_DETALHES DO PROBLEMA_:
No texto sobre benefícios concedidos antes da Constituição de 1988, até que percentual da parte do salário de benefício excedente ao menor valor-teto podia ser usado no cálculo da parcela adicional da renda mensal?

_TEXTO_:

####

BENEFÍCIOS DEFERIDOS ANTERIORMENTE À CONSTITUIÇÃO DE 1988
A jurisprudência deste Regional é assente no sentido de que a decisão do STF no RE n. 564.354 é aplicável também aos benefícios concedidos anteriormente à vigência da CF/88 (Apelação Cível nº 5018812-80.2015.4.04.7000/PR, Rel. Des. Federal Rogério Favreto, julgada em 13-09-2016; Apelação Cível nº 5011491-58.2015.4.04.7205/SC, Rel. Des. Federal João Batista Pinto Silveira, julgada em 17-08-2016, e Apelação Cível nº 5075077-30.2014.4.04.7100/RS, Rel. Des. Federal Salise Monteiro Sanchotene, julgada em 27-07-2016)
Tal entendimento vem respaldado por decisões do próprio STF (RE n.1004657/PR, Rel. Min. DIAS TOFFOLI, julgado em 24-10-2016, e RE n. 998396, Rel. Min. ROSA WEBER, DJe 29-03-2017). Destaco a ementa do RE n. 959061 AgR, Rel. Min. Edson Fachin, 1ª Turma, DJe 17-10-2016:
AGRAVO REGIMENTAL EM RECURSO EXTRAORDINÁRIO. PREVIDENCIÁRIO. RGPS. REVISÃO DE BENEFÍCIO. TEMA 76 DA REPERCUSSÃO GERAL. BENEFÍCIO CONCEDIDO ANTES DA CONSTITUIÇÃO FEDERAL. IRRELEVÂNCIA.
1. Verifico que a tese do apelo extremo se conforma adequadamente com o que restou julgado no RE-RG 564.354, Rel. Min. Cármen Lúcia, DJe 15.02.2011, não havendo que se falar em limites temporais relacionados à data de início do benefício.
2. Agravo regimental a que se nega provimento.
A legislação anterior à Lei n. 8.213/91 (Lei n. 5.890/1973, Decreto n. 77.077/1976, Decreto n. 83.080/1979, Decreto n. 89.312/1984) trazia, no cálculo da renda mensal inicial, as figuras do menor e maior valor-teto.
Segundo a sistemática então vigente, caso o salário de benefício fosse igual ou inferior ao menor valor-teto fixado na legislação, o cálculo da renda inicial seria feito mediante a aplicação, sobre o salário de benefício, do coeficiente relativo à espécie benefício e conforme sua integralidade/proporcionalidade.
Caso fosse superior ao menor valor-teto, o cálculo da renda mensal seria feito em duas etapas, a saber: primeiro dividia-se o salário de benefício em duas partes - a primeira igual ao menor valor-teto, sobre o qual seria calculada a parcela básica da renda mensal, com a incidência da aplicação do coeficiente relativo à espécie benefício e conforme sua integralidade/proporcionalidade; a segunda parte, igual ao valor excedente ao menor valor-teto, seria utilizada até o máximo de oitenta por cento de seu valor, para o cálculo da parcela adicional da renda mensal, multiplicando-se o valor dessa parte por tantos 1/30 (um trinta avos) quantos fossem os grupos de 12 (doze) contribuições, consecutivas ou não, acima do menor valor-teto.
A renda mensal nesse caso seria a soma da parcela básica com a parcela adicional, e não poderia ultrapassar o valor do maior valor-teto ou percentual incidente sobre este.

####

_MATERIAL_:
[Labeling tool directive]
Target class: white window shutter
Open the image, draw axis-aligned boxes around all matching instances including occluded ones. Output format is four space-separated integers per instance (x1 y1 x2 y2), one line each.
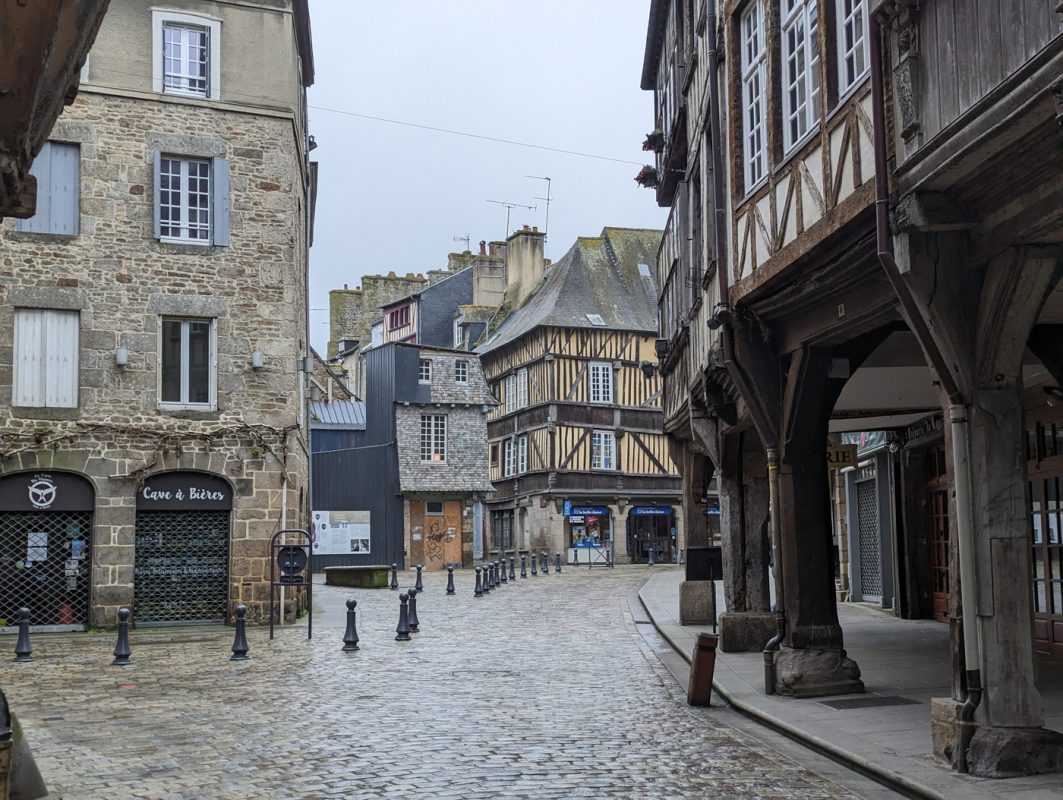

####

_RESPOSTA ESCRITA_:
Até o máximo de oitenta por cento do seu valor.